BRIEF -
Please render every one of the items below as a numbered list, dropping any blank lines.

RECORDED INFORMATION -
* start *
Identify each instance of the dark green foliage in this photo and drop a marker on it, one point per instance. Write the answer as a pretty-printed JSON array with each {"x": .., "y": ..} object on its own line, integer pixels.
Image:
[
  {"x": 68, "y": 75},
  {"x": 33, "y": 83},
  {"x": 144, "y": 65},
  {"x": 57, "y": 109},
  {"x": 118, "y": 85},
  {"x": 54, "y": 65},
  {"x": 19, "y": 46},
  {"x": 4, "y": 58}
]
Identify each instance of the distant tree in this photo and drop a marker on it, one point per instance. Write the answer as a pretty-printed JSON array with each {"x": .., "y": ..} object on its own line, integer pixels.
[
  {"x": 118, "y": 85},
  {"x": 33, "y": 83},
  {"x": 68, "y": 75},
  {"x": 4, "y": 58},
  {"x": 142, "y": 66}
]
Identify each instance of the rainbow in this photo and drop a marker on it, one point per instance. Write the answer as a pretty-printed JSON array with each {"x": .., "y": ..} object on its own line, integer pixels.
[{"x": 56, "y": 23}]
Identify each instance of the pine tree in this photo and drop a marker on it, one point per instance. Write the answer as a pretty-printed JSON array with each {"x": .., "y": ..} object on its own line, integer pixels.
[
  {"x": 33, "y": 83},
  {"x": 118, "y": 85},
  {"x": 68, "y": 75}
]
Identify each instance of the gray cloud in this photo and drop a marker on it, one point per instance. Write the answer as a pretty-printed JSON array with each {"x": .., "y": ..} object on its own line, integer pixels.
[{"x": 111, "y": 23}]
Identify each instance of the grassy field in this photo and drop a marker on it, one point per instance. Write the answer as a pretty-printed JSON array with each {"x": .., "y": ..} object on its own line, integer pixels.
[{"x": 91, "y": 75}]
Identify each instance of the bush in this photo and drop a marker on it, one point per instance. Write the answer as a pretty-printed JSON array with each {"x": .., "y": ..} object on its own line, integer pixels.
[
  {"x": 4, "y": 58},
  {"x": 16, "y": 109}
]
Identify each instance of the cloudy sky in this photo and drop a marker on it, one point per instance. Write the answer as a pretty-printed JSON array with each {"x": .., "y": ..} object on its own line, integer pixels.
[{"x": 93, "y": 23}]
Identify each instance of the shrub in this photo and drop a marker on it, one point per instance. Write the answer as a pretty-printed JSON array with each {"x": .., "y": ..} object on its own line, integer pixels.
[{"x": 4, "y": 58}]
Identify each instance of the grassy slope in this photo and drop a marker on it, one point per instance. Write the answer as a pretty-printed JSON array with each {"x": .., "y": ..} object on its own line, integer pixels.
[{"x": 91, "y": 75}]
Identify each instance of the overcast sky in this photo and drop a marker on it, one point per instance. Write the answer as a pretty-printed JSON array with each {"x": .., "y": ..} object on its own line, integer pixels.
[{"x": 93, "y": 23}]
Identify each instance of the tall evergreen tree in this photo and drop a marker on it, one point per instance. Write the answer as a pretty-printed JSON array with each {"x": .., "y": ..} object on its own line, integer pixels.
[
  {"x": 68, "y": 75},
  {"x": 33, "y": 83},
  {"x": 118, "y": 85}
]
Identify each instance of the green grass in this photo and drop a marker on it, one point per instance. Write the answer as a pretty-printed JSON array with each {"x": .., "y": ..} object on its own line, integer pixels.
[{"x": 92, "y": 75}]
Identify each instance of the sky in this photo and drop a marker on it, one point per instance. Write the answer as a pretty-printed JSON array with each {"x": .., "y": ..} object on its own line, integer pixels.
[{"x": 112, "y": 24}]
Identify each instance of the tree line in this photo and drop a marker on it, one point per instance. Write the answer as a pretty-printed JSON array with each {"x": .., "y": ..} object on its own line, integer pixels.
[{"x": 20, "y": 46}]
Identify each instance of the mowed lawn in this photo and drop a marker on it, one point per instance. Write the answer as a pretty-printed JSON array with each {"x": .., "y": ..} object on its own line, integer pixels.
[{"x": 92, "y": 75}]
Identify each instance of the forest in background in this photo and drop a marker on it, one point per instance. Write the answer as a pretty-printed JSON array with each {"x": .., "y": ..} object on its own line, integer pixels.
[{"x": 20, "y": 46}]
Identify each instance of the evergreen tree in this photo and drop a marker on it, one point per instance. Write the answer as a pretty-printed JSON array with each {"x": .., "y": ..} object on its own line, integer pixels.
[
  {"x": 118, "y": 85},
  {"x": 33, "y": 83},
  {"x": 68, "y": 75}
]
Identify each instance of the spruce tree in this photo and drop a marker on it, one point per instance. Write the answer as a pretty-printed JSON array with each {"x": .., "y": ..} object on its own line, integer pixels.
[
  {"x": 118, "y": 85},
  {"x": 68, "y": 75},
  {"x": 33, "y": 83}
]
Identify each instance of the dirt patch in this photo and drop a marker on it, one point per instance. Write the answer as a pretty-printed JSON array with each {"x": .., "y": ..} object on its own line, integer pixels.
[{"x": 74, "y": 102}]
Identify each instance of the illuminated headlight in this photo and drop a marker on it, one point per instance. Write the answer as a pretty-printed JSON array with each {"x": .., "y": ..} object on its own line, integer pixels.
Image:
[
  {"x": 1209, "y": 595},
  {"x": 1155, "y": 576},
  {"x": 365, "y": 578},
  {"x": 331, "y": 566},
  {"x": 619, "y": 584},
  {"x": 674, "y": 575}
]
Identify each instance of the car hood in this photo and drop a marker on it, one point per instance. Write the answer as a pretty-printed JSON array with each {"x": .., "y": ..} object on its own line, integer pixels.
* end *
RESULT OF THIS EXERCISE -
1. Identify each instance of the dark green foliage in this photo and drop a marker on it, one point per instance. Write the answer as a pretty-printed JSON array with each {"x": .., "y": ..} object on its own line, integer pixels.
2. Image:
3. [
4.   {"x": 68, "y": 75},
5.   {"x": 33, "y": 83},
6.   {"x": 144, "y": 65},
7.   {"x": 57, "y": 109},
8.   {"x": 118, "y": 85},
9.   {"x": 54, "y": 65},
10.   {"x": 19, "y": 46},
11.   {"x": 4, "y": 58}
12. ]
13. Identify each instance of the distant tree in this photo and drop a marker on it, one point per instance. Write the answer as a pretty-printed JSON array with each {"x": .., "y": ..} object on its own line, integer pixels.
14. [
15.   {"x": 118, "y": 85},
16.   {"x": 33, "y": 83},
17.   {"x": 68, "y": 75},
18.   {"x": 4, "y": 58},
19.   {"x": 142, "y": 66}
20. ]
21. Identify each instance of the rainbow in this photo and drop a marker on it, one point per instance. Write the answer as a pretty-printed JSON array with each {"x": .., "y": ..} object on its own line, integer pixels.
22. [{"x": 56, "y": 23}]
23. Identify each instance of the pine tree in this photo and drop a marker on it, one point per instance. Write the answer as a pretty-printed JSON array with each {"x": .., "y": ..} object on its own line, integer pixels.
24. [
25.   {"x": 33, "y": 83},
26.   {"x": 118, "y": 85},
27.   {"x": 68, "y": 75}
28. ]
29. Identify each instance of the gray cloud in this photo and drop a marker on it, one point per instance. Write the answer as a pretty-printed JSON array with each {"x": .., "y": ..} object on its own line, integer pixels.
30. [{"x": 111, "y": 23}]
31. Identify each instance of the grassy field in this photo and drop a marker on it, one point per instance. Write the answer as a pretty-printed JSON array with each {"x": .., "y": ..} object on its own line, integer pixels.
32. [{"x": 91, "y": 75}]
33. Identify each instance of the bush in this photo and drop a marker on it, one point per instance. Write the answer as a pretty-printed JSON array with each {"x": .., "y": ..} object on its own line, integer pixels.
34. [
35.   {"x": 4, "y": 58},
36.   {"x": 16, "y": 109}
37. ]
38. Identify each instance of the cloudy sky in this photo and drop a marker on it, one point per instance. Write the answer as a pretty-printed JSON array with each {"x": .., "y": ..} object on its own line, integer pixels.
39. [{"x": 93, "y": 23}]
40. Identify each instance of the shrub in this photo and drop a marker on it, one point per instance. Write the answer as a pretty-printed JSON array with each {"x": .., "y": ..} object on its own line, integer pixels.
41. [{"x": 4, "y": 58}]
42. Identify each instance of the grassy slope in this photo and drop a marker on it, one point per instance. Write the answer as a pretty-printed JSON array with each {"x": .., "y": ..} object on its own line, integer pixels.
43. [{"x": 91, "y": 75}]
44. Identify each instance of the overcast sky in this photo and drop a marker on it, one point per instance. Write the answer as a pretty-printed JSON array with each {"x": .., "y": ..} object on its own line, integer pixels.
45. [{"x": 93, "y": 23}]
46. Identify each instance of the tall evergreen tree in this photo and drop a marker on it, one point per instance. Write the answer as a pretty-printed JSON array with each {"x": .., "y": ..} object on its own line, integer pixels.
47. [
48.   {"x": 68, "y": 75},
49.   {"x": 33, "y": 83},
50.   {"x": 118, "y": 85}
51. ]
52. Identify each instance of the green grass in this photo and drop a marker on it, one point per instance. Write the answer as a pretty-printed JSON array with each {"x": .., "y": ..} object on its own line, integer pixels.
53. [{"x": 92, "y": 75}]
54. Identify each instance of the sky in this photo and drop a marker on it, one point per instance. Write the answer as a pretty-printed JSON array with each {"x": .., "y": ..} object on its own line, integer pixels.
55. [{"x": 112, "y": 24}]
56. Identify each instance of the tree line in this photo and drop a marker on it, one point per instance. Write the answer as a pretty-printed JSON array with each {"x": .., "y": ..} object on its own line, integer pixels.
57. [{"x": 20, "y": 46}]
58. Identify each instance of the mowed lawn in this photo and drop a marker on it, one point per instance. Write the answer as a pretty-printed JSON array with each {"x": .., "y": ..} object on its own line, integer pixels.
59. [{"x": 92, "y": 75}]
60. Identify each instance of the forest in background in this photo and drop a marker on it, one point per instance. Write the answer as a pretty-printed JSON array with each {"x": .., "y": ..} object on its own line, integer pixels.
61. [{"x": 20, "y": 46}]
62. Identify each instance of the evergreen tree in this photo and drop a marker on it, one point per instance. Write the answer as a pretty-printed JSON array with each {"x": .., "y": ..} object on its own line, integer pixels.
63. [
64.   {"x": 118, "y": 85},
65.   {"x": 33, "y": 83},
66.   {"x": 68, "y": 75}
67. ]
68. Identify each instance of the spruce tree in this photo and drop a marker on it, one point per instance. Write the answer as a pretty-printed JSON array with each {"x": .., "y": ..} object on its own line, integer pixels.
69. [
70.   {"x": 118, "y": 85},
71.   {"x": 68, "y": 75},
72.   {"x": 33, "y": 83}
73. ]
74. Identify each instance of the dirt patch in this photo and drop a marker on it, one point per instance. Write the answer as a pretty-printed JSON array with each {"x": .., "y": ..} object on its own line, integer pixels.
75. [{"x": 74, "y": 102}]
76. Identify each instance of the illuminated headlight in this photo and drop a marker on it, one point per instance. Write the answer as a pretty-printed JSON array with each {"x": .., "y": ..} object on its own line, integer pixels.
77. Image:
78. [
79.   {"x": 1209, "y": 595},
80.   {"x": 1155, "y": 576},
81.   {"x": 365, "y": 578},
82.   {"x": 331, "y": 566},
83.   {"x": 619, "y": 584},
84.   {"x": 674, "y": 575}
85. ]
86. Identify each instance of the car hood in this photo and drop a marker on it, one point per instance. Write the answer as a pretty-printed JSON array with each {"x": .., "y": ..} object on its own line, integer pixels.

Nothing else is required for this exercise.